PAGE TEXT:
--- BEGIN ---

The next character covered in Plutarch’s Lives is one of the most colourful statesmen in classical history: Alcibiades, whose love life was so reckless that it couldn’t be depicted until the nineteenth century, and whose changing allegiances become thoroughly confusing.
Alcibiades’ father, Cleinias, was killed fighting for Athens at Coroneia, so as a child he was made a ward of Pericles and his brother. He had two salient advantages in his youth: that the great teacher and philosopher Socrates was a close friend (and lover), and his great beauty. That beauty brought him the attention of many noblemen, but it was Socrates to whom he was most devoted.
The father of Danish painting, Christoffer Wilhelm Eckersberg, makes explicit their relationship in his undated Socrates and Alcibiades.
Plutarch describes an occasion during the Potidaea campaign, when both the young Alcibiades and the much older Socrates were serving as soldiers, and shared a tent. Alcibiades was wounded, and Socrates stood over and defended him. This was the basis of The Wounded Alcibiades, painted between 1743-1800 either by Jean-Charles Nicaise Perrin or one of Joseph-Marie Vien’s school.
Plutarch doesn’t, though, tell the story which became most popular with painters, in which Socrates came and tore Alcibiades away from the clutch of courtesans, which is the theme of a succession of paintings, starting with Jean-Baptiste Regnault’s Socrates Tears Alcibiades from the Embrace of Sensual Pleasure in 1791.
As a young man, Alcibiades led a wanton life, both with other men and with courtesans. When he had married Hipparete, and they had a daughter, his wife was repeatedly distressed by his consorting with courtesans, so left him and went to live with her brother. Alcibiades didn’t change his ways, so his wife started to divorce him. When she went to the magistrate to enter her plea in person, Alcibiades turned up and carried her home with him, so ending the proceedings.
Louis-Jean-François Lagrenée’s Alcibiades on his Knees Before his Mistress (c 1781) shows him with two women, neither of whom is impressed by his behaviour.
His wealth, birth, and personal bravery in battle ensured that he entered public life, where he prospered thanks to the power of his oratory. Alcibiades first came to prominence during the Peloponnesian Wars, when an uneasy peace had been made with Sparta. Public opinion was that it was Pericles who had plunged Athens into the wars, and Nicias who had delivered them from it, so the truce was known as the Peace of Nicias. Alcibiades wanted to break that peace.

--- END ---

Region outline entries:
--- BEGIN ---

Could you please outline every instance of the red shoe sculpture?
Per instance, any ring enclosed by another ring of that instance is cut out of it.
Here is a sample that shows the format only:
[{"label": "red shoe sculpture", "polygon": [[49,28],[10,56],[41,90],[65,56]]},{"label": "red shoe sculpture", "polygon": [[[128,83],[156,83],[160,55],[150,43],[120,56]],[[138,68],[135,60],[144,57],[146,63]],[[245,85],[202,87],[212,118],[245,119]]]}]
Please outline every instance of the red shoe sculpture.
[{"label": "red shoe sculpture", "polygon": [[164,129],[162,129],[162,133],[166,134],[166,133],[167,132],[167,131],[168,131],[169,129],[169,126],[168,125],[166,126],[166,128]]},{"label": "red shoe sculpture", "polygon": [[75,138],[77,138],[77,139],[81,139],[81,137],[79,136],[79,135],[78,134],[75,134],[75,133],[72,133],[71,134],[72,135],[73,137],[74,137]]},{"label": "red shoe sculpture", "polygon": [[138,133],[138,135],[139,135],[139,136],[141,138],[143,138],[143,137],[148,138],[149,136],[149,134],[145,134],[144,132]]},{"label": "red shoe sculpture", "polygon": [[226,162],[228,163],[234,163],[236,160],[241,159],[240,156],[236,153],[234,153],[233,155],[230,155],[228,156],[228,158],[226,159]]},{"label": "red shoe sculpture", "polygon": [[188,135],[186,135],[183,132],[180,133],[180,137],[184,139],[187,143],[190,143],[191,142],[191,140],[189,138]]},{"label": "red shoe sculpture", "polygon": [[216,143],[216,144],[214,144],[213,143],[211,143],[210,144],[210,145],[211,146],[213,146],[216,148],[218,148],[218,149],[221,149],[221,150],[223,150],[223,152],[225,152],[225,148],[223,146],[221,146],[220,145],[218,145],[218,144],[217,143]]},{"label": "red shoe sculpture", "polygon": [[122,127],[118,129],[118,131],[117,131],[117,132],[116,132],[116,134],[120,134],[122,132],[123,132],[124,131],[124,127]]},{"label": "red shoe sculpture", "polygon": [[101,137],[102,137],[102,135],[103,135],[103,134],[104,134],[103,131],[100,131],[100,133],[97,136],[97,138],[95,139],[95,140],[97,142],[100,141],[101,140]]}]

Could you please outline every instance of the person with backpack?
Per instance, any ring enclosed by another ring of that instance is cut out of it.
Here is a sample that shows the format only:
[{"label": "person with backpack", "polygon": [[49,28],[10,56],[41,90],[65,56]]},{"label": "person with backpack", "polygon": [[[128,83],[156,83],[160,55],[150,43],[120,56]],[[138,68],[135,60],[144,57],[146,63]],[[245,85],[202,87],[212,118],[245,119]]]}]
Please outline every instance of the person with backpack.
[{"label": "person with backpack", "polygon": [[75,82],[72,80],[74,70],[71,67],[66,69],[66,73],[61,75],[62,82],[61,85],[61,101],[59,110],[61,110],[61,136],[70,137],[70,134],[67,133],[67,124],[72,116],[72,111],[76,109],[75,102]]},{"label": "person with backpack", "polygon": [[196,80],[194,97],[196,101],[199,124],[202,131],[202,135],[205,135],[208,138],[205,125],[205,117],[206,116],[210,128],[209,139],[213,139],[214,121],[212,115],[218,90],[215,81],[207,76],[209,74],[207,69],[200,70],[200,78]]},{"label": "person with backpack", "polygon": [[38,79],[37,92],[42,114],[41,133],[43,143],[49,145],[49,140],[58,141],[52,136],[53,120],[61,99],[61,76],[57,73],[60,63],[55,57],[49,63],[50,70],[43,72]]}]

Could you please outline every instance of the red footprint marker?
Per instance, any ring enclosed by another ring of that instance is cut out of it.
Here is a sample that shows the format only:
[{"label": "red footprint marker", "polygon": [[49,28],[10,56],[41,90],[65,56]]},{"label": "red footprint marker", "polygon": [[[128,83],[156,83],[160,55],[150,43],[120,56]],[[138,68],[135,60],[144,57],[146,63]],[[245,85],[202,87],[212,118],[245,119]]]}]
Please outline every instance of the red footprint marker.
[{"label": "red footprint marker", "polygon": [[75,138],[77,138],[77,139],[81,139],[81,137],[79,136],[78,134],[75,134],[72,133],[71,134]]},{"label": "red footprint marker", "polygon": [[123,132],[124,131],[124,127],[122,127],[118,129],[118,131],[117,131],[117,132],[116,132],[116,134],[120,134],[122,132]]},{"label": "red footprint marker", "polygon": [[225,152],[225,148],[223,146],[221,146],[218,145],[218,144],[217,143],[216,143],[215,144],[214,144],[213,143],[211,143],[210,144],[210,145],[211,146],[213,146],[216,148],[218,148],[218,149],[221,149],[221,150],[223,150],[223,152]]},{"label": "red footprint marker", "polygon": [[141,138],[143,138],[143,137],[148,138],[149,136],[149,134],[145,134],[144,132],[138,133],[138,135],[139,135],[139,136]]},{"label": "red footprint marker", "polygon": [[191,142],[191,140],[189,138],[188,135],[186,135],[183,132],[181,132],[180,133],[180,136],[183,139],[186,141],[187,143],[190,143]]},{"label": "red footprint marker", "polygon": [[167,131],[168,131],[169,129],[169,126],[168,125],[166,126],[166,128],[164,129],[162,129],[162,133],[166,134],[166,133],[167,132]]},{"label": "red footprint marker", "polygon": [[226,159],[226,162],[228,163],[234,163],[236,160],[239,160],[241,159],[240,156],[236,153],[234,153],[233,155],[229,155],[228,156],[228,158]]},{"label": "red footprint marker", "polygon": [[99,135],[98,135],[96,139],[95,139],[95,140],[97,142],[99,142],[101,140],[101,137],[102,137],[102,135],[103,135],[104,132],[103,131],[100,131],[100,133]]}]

--- END ---

REQUIREMENTS:
A – List the titles of all the paintings named in the passage on Alcibiades.
B – Rewrite the records starting at the very beginning of the records and ending at the line containing "Please outline every instance of the red shoe sculpture.", with "red shoe sculpture" replaced by "red sneaker sculpture" and all else unchanged.

ANSWERS BELOW:
A –
Socrates and Alcibiades
The Wounded Alcibiades
Socrates Tears Alcibiades from the Embrace of Sensual Pleasure
Alcibiades on his Knees Before his Mistress

B –
Could you please outline every instance of the red sneaker sculpture?
Per instance, any ring enclosed by another ring of that instance is cut out of it.
Here is a sample that shows the format only:
[{"label": "red sneaker sculpture", "polygon": [[49,28],[10,56],[41,90],[65,56]]},{"label": "red sneaker sculpture", "polygon": [[[128,83],[156,83],[160,55],[150,43],[120,56]],[[138,68],[135,60],[144,57],[146,63]],[[245,85],[202,87],[212,118],[245,119]]]}]
Please outline every instance of the red sneaker sculpture.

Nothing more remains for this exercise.